_Yapılacaklar_
**a)** Mesnevi yazısının "Ocak 2017’de başladığımız" ile "başka şeyler görürsün." arasındaki bölümünü, bu iki ifade de dahil olmak üzere olduğu gibi yazıya geçirin.
**b)** Mesnevi yazısında şapkalı harf (â, î, û) içeren bütün kelimeleri geçtikleri sırayla listeleyin.

+++ Gösterilen Metin +++

27 Nisan 2017 Perşembe

Mesnevi Okumaları - 14


Mesnevi Okumaları - 14

 

Sevgili gönül dostlarımız,

 

Ocak 2017’de başladığımız Mesnevi yazılarının ondördüncüsünü yazıyoruz. Birkaç gün önce birinci cildi bitirdik. Mesnevi altı cilttir. Şimdi ikinci ciltten bazı güzel beyitler paylaşmak istiyoruz:

 


GÖNÜL AYNASI

 

Gönül aynası dünya sevgisi tozundan, nefsânî arzulardan temizlenir, pâk ve sâf bir hâle getirilirse, orada su ve toprak nakışlardan başka şeyler görürsün.

 

Kendi kendime dedim ki, eğer ben güzel isem, bu güzelliğim ondan, onun lûtfundandır. Güzel değilsem, zâten çirkinler bile bana gülerler.

 

Bunun çâresi, kendime bakmamdır. Ona lâyık değilsem, ben seni hiç alır mıyım? diye bana güler.

+++ Veri Seti Alıntıları +++

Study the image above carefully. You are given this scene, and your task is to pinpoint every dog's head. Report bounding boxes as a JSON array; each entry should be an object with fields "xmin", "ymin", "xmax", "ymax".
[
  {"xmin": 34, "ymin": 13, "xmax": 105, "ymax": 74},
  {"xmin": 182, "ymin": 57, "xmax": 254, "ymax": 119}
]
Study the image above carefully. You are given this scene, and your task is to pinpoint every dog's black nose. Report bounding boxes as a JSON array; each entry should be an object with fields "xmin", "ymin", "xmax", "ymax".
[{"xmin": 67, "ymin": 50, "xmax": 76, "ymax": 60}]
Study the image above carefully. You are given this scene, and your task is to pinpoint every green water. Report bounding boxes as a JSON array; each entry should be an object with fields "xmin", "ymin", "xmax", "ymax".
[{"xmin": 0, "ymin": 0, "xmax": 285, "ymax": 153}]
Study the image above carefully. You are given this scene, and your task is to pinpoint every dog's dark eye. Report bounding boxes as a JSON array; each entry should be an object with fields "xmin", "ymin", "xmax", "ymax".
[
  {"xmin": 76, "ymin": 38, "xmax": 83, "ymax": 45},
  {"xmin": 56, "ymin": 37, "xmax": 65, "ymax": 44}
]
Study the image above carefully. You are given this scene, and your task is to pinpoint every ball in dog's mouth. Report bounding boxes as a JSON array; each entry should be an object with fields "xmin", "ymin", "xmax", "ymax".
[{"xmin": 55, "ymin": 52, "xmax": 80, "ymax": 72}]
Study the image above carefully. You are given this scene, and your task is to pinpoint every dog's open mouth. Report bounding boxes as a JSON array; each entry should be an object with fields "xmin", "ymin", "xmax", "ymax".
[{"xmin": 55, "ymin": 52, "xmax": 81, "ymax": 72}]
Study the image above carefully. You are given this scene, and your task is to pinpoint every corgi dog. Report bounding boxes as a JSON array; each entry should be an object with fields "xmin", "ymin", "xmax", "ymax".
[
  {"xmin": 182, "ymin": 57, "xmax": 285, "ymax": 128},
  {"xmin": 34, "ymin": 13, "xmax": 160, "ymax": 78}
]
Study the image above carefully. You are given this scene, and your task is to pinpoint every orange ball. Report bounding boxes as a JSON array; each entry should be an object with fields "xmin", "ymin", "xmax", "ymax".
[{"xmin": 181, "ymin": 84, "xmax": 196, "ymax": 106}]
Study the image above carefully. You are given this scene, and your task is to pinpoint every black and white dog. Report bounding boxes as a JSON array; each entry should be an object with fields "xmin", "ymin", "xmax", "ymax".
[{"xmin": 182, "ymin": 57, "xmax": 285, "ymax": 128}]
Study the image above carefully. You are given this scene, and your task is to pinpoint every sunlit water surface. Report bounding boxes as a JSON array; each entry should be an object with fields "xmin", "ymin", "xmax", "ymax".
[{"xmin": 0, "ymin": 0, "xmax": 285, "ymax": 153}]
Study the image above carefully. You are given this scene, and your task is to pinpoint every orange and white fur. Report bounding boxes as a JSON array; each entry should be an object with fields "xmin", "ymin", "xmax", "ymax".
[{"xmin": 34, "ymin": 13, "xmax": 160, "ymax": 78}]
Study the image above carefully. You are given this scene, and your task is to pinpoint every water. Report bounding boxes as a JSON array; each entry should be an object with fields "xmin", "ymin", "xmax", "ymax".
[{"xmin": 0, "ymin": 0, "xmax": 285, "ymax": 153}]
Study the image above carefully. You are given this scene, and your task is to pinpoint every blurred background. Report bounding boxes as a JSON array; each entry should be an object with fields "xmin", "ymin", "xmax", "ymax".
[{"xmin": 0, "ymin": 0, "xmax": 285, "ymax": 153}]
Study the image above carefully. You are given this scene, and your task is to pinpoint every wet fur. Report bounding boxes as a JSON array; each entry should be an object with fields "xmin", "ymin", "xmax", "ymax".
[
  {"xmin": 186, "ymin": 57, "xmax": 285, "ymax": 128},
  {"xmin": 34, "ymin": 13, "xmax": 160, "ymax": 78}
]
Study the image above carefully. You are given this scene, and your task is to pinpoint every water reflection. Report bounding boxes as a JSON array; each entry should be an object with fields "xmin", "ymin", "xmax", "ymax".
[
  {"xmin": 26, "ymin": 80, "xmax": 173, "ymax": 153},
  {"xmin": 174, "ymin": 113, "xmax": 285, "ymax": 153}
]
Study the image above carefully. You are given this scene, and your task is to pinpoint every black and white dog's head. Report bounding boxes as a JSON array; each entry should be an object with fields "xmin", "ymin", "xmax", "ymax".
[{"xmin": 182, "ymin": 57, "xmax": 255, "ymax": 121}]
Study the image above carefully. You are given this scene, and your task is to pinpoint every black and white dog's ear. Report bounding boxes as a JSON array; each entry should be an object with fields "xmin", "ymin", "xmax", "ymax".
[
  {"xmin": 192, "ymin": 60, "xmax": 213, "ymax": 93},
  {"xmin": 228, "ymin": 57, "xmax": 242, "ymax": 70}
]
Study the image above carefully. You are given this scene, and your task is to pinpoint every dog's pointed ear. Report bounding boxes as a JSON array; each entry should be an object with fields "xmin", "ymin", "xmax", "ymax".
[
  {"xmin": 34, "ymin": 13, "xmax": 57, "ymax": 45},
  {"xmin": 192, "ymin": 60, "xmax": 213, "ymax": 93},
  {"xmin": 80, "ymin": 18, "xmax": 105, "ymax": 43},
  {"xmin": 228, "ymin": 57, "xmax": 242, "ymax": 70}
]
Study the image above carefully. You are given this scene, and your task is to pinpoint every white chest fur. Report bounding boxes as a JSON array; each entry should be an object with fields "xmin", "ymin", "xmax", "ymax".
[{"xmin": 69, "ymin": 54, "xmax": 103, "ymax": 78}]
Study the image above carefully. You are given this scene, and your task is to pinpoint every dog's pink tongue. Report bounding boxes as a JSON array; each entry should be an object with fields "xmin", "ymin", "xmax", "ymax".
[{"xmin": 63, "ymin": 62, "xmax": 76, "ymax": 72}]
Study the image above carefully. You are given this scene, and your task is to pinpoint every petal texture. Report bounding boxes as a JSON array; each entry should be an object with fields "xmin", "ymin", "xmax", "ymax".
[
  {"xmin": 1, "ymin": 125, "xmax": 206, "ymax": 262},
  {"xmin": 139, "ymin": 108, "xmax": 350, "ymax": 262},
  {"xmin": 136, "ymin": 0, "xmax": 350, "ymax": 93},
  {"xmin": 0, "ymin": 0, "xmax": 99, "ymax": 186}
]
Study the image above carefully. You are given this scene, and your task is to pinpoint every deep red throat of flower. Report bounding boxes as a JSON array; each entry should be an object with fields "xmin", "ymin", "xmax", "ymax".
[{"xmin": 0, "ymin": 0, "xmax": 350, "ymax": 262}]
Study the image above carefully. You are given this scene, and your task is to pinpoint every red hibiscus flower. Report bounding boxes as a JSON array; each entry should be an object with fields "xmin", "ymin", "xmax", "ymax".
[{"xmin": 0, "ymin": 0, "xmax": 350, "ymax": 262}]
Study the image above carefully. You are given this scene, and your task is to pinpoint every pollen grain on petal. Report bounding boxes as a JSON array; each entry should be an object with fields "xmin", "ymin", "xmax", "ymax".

+++

_Sonuçlar_
**a)**
Ocak 2017’de başladığımız Mesnevi yazılarının ondördüncüsünü yazıyoruz. Birkaç gün önce birinci cildi bitirdik. Mesnevi altı cilttir. Şimdi ikinci ciltten bazı güzel beyitler paylaşmak istiyoruz:

 


GÖNÜL AYNASI

 

Gönül aynası dünya sevgisi tozundan, nefsânî arzulardan temizlenir, pâk ve sâf bir hâle getirilirse, orada su ve toprak nakışlardan başka şeyler görürsün.

**b)** nefsânî, pâk, sâf, hâle, lûtfundandır, zâten, çâresi, lâyık